[[ INFORMATION PROVIDED open ]]

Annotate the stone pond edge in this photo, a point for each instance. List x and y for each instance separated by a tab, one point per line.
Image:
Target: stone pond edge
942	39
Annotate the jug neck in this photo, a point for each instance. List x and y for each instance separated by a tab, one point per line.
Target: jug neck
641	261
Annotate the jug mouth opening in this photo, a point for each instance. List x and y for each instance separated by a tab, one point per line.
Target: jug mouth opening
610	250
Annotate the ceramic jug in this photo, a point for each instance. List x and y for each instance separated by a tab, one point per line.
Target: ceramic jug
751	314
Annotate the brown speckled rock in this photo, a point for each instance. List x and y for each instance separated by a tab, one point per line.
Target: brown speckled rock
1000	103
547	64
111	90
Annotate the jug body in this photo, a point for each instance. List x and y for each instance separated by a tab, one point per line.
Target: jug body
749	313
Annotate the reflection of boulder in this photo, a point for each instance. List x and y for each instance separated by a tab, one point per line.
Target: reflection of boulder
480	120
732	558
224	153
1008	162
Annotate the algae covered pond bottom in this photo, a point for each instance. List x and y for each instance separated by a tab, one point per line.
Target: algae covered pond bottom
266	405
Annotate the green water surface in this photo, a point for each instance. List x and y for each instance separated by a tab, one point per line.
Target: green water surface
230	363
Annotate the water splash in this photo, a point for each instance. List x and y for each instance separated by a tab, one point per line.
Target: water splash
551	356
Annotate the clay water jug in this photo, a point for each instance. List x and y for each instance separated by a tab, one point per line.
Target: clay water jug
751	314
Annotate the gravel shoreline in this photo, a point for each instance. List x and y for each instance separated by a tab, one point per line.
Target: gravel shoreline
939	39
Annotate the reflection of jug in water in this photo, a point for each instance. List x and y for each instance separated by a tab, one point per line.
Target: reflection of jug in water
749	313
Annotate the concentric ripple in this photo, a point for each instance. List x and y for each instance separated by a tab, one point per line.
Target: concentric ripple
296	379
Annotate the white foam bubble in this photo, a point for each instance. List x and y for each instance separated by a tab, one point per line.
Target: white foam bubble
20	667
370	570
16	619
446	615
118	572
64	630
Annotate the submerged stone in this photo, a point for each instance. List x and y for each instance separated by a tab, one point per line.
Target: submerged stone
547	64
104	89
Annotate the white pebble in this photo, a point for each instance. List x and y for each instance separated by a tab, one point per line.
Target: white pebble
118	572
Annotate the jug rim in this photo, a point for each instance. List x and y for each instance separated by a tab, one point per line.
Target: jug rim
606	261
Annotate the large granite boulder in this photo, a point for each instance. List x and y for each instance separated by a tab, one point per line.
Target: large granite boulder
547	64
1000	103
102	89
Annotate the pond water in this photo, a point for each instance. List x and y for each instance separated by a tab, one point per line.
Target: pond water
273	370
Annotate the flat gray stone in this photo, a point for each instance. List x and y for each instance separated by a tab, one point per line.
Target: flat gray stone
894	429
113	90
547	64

[[ INFORMATION PROVIDED closed ]]

▶ TASK STATEMENT
The answer is the line holding "Annotate the white pebble" and all the lines after it through the end of the records, repeated exactly.

▶ ANSWER SECTION
Annotate the white pebble in this photo, a point for each instance. List x and y for each instance separated by a tab, one point per line.
Target: white pebble
118	572
Annotate the jug rim in this photo, a point for each instance. List x and y for each instance separated by a tab, one point per line.
Target: jug rim
606	261
Annotate the large granite boulder in this photo, a point for each instance. List x and y for each instance separated by a tab, one point per line.
Target: large granite boulder
547	64
1000	103
102	89
Annotate the pond water in this photo, a point for each instance. List x and y for each instance separated by a tab, one point per line.
Target: pond water
273	370
Annotate the flat gray stone in this photo, a point for each instance. List x and y for each instance separated by a tab, one point per line.
Target: flat gray stone
894	429
113	90
547	64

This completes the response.